BEGIN Passage given

The Vanishing Civil Trial


A recent study shows that nearly all federal cases settle before trial.  In 1962, judges and juries resolved 5,802 civil cases, defined as tort, contract, prisoner, civil rights, labor, and intellectual property cases.  These trials constituted about 11.5 percent of the dispositions of the 50,320 cases filed with the courts.  

By 2002, parties had increased civil case filings to nearly 259,000 – an increase of 146 percent over 1962 filings-- but the dispositions by trial fell to 1.8 percentThese statistics, taken from data compiled by the Administrative Office of the United States Courts, show that federal judges tried fewer cases in 2002 than they did in 1962.   

Judge Patrick Higginbotham reported that in 2001 “each United States District Court judge presided over an average of just over fourteen trials a year.  Over half of these trials lasted three days or less in length and 94 % were concluded in under ten days.”  

In other words, most judges spent less than forty-two days presiding over trials.  Each judge handled six “other contested matters,” but taken together, the traditional trials and the “other contested matters” averaged a day or less in length.  In 1962, the average federal judge conducted 39 trials each year.


State court statistics give a similar, but yet incomplete, picture.  Based on data provided by the National Center for State Courts for 22 states, civil jury trials fell by 33 percent during the period of 1976 through 2002.  Bench trials fell to 15.2 percent of total civil dispositions in 2002.

END Passage given
BEGIN Recorded data

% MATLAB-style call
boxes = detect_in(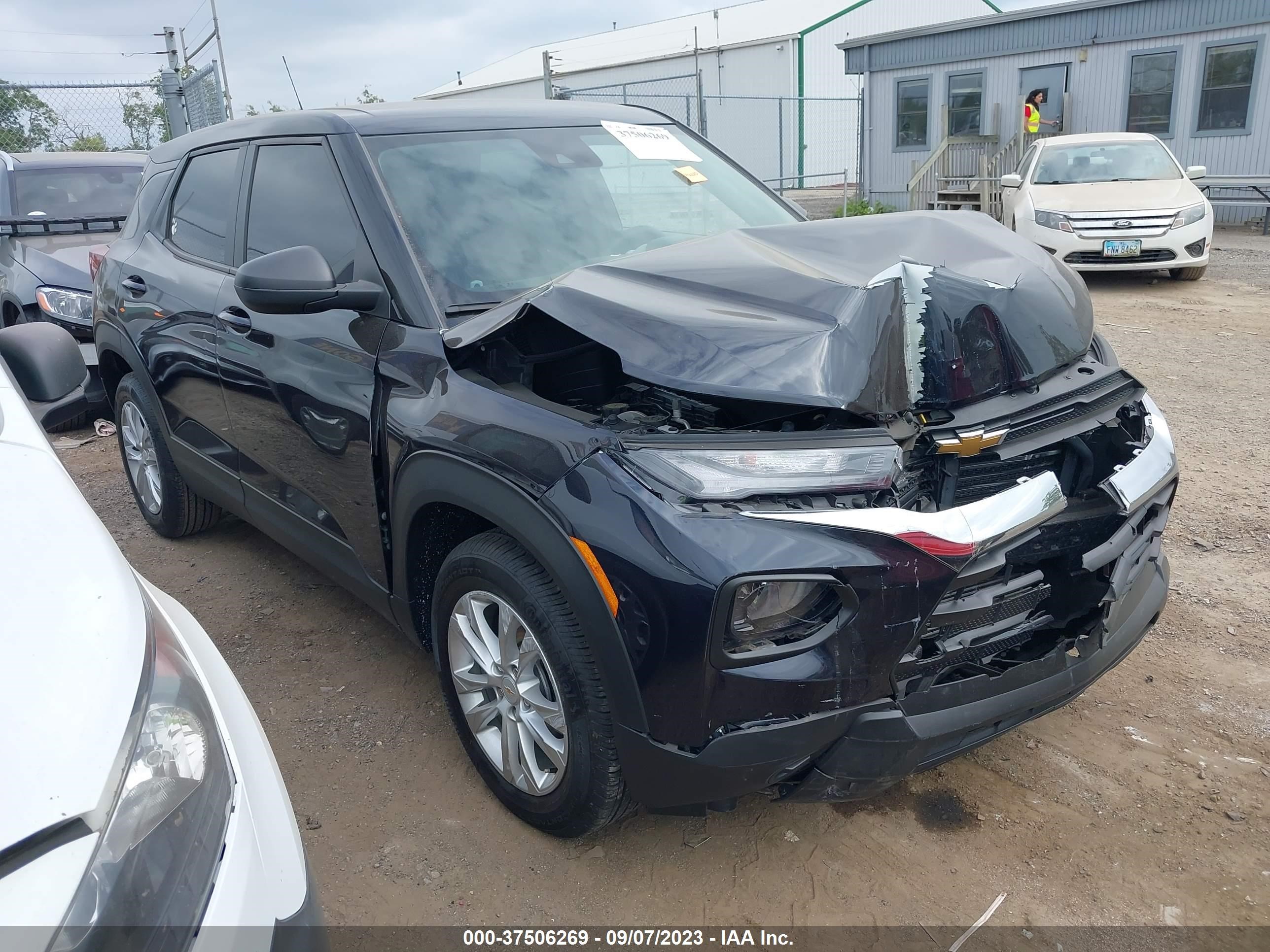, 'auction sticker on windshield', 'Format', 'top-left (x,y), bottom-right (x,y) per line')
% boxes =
(600, 119), (701, 163)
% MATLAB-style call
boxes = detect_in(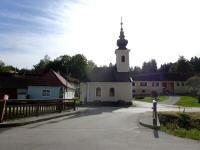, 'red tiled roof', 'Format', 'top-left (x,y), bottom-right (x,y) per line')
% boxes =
(0, 70), (75, 89)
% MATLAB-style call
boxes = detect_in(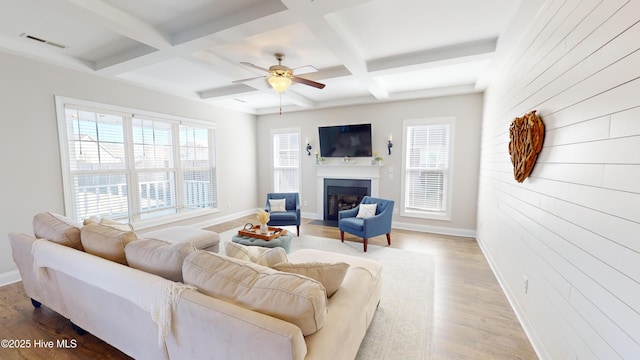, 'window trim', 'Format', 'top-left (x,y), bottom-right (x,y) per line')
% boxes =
(400, 116), (456, 221)
(269, 127), (306, 193)
(54, 95), (220, 229)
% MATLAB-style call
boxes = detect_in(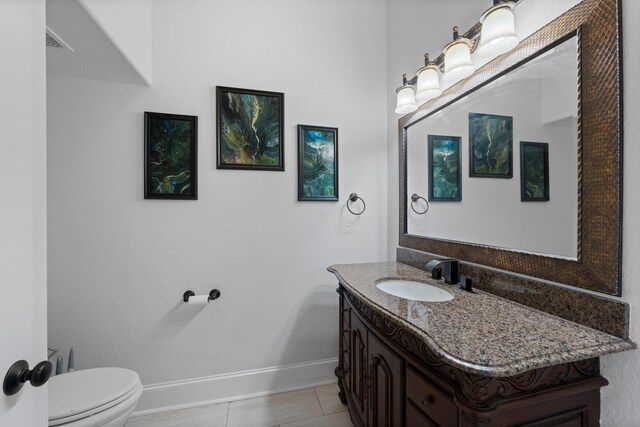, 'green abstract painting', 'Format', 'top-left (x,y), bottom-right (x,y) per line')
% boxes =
(298, 125), (338, 201)
(520, 141), (549, 202)
(427, 135), (462, 202)
(145, 112), (197, 199)
(469, 113), (513, 178)
(216, 86), (284, 171)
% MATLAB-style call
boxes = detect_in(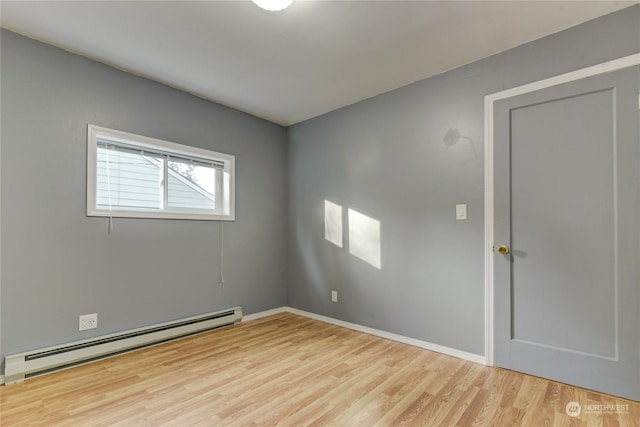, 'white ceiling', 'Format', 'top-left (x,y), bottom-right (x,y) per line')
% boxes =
(0, 0), (637, 125)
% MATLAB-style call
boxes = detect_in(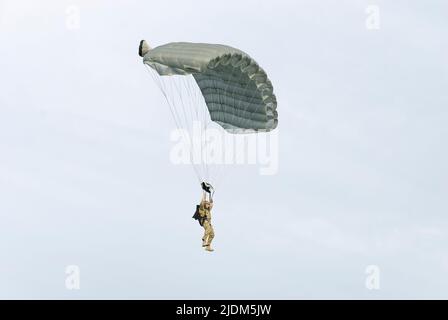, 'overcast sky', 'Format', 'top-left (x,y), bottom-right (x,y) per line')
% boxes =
(0, 0), (448, 299)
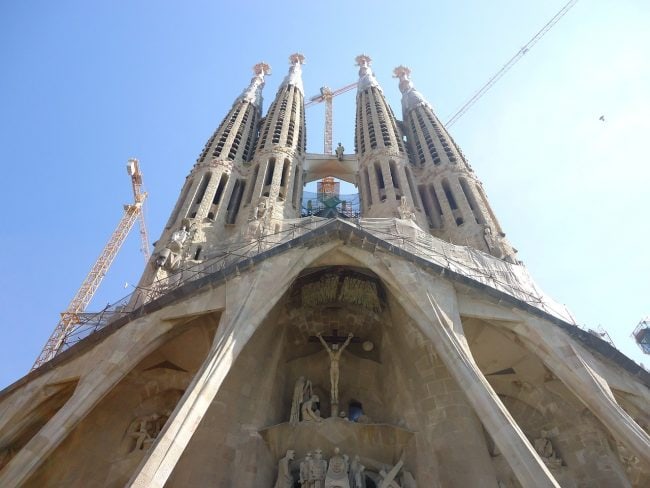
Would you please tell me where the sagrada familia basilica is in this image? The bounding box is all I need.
[0,54,650,488]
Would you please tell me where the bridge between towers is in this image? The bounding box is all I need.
[303,153,359,185]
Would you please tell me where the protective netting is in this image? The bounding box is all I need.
[54,217,576,358]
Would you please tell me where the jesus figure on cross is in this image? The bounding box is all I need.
[316,332,354,405]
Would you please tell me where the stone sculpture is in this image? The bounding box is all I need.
[275,449,296,488]
[325,447,350,488]
[155,226,190,270]
[298,452,314,488]
[127,413,166,452]
[349,456,366,488]
[378,459,404,488]
[316,332,354,404]
[533,431,562,468]
[253,198,267,220]
[289,376,312,425]
[300,395,323,422]
[397,197,415,220]
[334,142,345,161]
[309,449,327,488]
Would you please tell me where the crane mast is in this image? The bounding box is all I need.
[32,159,149,370]
[305,82,357,154]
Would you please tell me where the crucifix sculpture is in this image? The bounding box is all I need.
[316,330,358,415]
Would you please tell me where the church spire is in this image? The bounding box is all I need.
[244,53,306,228]
[354,54,425,226]
[233,62,271,113]
[198,62,271,164]
[280,53,305,95]
[393,66,516,262]
[256,53,305,153]
[355,54,406,156]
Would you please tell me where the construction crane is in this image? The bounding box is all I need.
[445,0,578,127]
[305,82,357,154]
[32,159,149,370]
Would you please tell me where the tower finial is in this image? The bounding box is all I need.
[393,64,413,93]
[280,53,305,93]
[354,54,381,91]
[253,61,271,78]
[289,53,305,65]
[393,64,430,109]
[235,61,271,110]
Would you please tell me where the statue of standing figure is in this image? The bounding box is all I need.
[300,395,323,422]
[308,449,327,488]
[379,459,404,488]
[289,376,312,425]
[316,332,354,405]
[275,449,296,488]
[325,447,350,488]
[349,455,366,488]
[298,452,314,488]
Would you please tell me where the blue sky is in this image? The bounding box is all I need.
[0,0,650,387]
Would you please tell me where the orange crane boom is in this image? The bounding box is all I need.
[32,159,149,370]
[305,82,357,154]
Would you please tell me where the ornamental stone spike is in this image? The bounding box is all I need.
[393,65,431,113]
[354,54,382,93]
[280,53,305,96]
[235,61,271,110]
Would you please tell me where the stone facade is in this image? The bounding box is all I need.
[0,55,650,488]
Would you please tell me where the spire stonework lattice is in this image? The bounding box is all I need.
[393,66,517,263]
[354,54,425,227]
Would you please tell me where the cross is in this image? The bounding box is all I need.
[309,329,361,344]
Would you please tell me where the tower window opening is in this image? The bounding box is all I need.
[292,164,301,206]
[195,173,212,205]
[264,158,275,186]
[226,180,246,224]
[388,159,400,190]
[405,166,420,210]
[375,163,386,190]
[429,184,442,229]
[280,159,291,186]
[246,164,260,204]
[363,168,372,208]
[458,178,485,224]
[212,173,228,205]
[418,185,434,227]
[442,178,458,210]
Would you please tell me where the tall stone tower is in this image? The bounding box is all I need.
[0,54,650,488]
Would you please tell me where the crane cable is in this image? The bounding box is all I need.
[445,0,578,127]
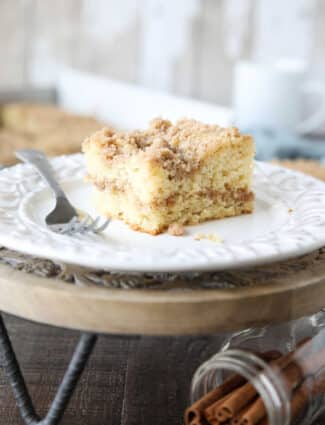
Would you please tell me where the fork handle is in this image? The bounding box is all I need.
[15,149,66,198]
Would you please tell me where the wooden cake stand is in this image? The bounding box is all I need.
[0,249,325,425]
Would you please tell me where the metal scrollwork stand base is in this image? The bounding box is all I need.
[0,313,97,425]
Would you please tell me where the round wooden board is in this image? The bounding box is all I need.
[0,256,325,335]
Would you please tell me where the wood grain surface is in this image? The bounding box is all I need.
[0,316,225,425]
[0,316,325,425]
[0,255,325,335]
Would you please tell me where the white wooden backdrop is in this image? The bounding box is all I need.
[0,0,325,104]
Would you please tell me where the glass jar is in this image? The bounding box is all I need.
[185,312,325,425]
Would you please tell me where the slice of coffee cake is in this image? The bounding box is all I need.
[83,119,254,235]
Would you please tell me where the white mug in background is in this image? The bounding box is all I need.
[233,59,325,134]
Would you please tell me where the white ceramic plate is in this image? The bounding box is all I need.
[0,155,325,272]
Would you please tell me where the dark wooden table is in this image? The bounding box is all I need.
[0,316,225,425]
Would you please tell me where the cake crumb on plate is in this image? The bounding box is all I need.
[168,223,185,236]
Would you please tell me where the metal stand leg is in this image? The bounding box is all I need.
[0,313,97,425]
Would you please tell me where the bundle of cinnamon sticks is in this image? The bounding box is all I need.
[185,339,325,425]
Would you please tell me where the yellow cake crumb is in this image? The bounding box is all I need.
[168,223,185,236]
[194,233,223,243]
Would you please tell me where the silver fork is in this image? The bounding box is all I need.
[15,149,109,236]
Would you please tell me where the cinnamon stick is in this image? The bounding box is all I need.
[184,350,281,425]
[185,375,246,425]
[203,388,239,423]
[209,338,310,425]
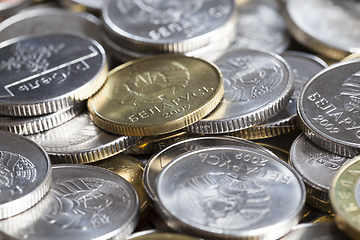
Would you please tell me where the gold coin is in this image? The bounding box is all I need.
[329,156,360,239]
[89,153,150,216]
[88,54,224,136]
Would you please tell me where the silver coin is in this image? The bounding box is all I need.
[155,146,306,239]
[102,0,236,53]
[0,131,51,219]
[0,34,108,116]
[143,136,276,201]
[26,111,140,163]
[279,223,350,240]
[0,102,86,135]
[0,5,102,43]
[284,0,360,60]
[231,0,290,53]
[0,165,139,240]
[297,61,360,157]
[186,49,293,134]
[289,134,350,212]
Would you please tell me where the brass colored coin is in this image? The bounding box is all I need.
[329,156,360,239]
[89,153,150,216]
[88,55,224,136]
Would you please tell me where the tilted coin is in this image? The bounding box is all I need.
[0,165,139,240]
[102,0,236,53]
[155,146,306,239]
[289,134,349,212]
[231,0,290,53]
[0,34,108,116]
[186,49,293,134]
[88,54,224,136]
[0,102,86,135]
[279,222,350,240]
[329,156,360,239]
[231,51,327,139]
[0,4,102,43]
[26,111,140,163]
[0,131,51,219]
[284,0,360,60]
[143,136,276,201]
[297,61,360,157]
[90,153,150,218]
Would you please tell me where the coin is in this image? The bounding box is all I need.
[289,134,349,212]
[155,146,306,239]
[297,60,360,157]
[27,111,140,163]
[0,34,108,116]
[0,131,51,219]
[186,49,293,134]
[88,54,224,136]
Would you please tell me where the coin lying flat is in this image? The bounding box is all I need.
[155,146,306,239]
[297,61,360,157]
[284,0,360,60]
[289,134,349,212]
[0,131,51,219]
[186,49,293,134]
[143,136,275,201]
[0,165,139,240]
[26,111,140,163]
[88,54,224,136]
[0,34,108,116]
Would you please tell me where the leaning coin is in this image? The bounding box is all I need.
[297,61,360,157]
[289,134,349,212]
[26,111,140,163]
[0,34,108,116]
[88,54,224,136]
[279,222,350,240]
[231,51,327,139]
[329,156,360,239]
[0,165,139,240]
[155,146,306,239]
[143,136,276,201]
[283,0,360,60]
[0,131,51,219]
[186,49,293,134]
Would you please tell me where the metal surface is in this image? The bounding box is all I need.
[155,146,306,240]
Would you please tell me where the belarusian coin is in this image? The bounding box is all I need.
[155,146,306,239]
[186,49,293,134]
[297,61,360,157]
[27,111,140,163]
[0,131,51,219]
[88,54,224,136]
[0,34,108,116]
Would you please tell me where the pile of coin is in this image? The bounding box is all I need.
[0,0,360,240]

END Recorded data

◆ **Challenges**:
A: Reproduce the passage on the decline of civil trials from "Judge Patrick Higginbotham" up to and including "dispositions in 2002.".
B: Find each line in the records that contains the word "sculpture" and copy every one of those lines.
The records have no connection to the passage on civil trials.

◆ **The results**:
A:
Judge Patrick Higginbotham reported that in 2001 “each United States District Court judge presided over an average of just over fourteen trials a year.  Over half of these trials lasted three days or less in length and 94 % were concluded in under ten days.”  

In other words, most judges spent less than forty-two days presiding over trials.  Each judge handled six “other contested matters,” but taken together, the traditional trials and the “other contested matters” averaged a day or less in length.  In 1962, the average federal judge conducted 39 trials each year.


State court statistics give a similar, but yet incomplete, picture.  Based on data provided by the National Center for State Courts for 22 states, civil jury trials fell by 33 percent during the period of 1976 through 2002.  Bench trials fell to 15.2 percent of total civil dispositions in 2002.

B:
Would you please tell me where the stone sculpture is in this image? The bounding box is all I need.
Would you please tell me where the crucifix sculpture is in this image? The bounding box is all I need.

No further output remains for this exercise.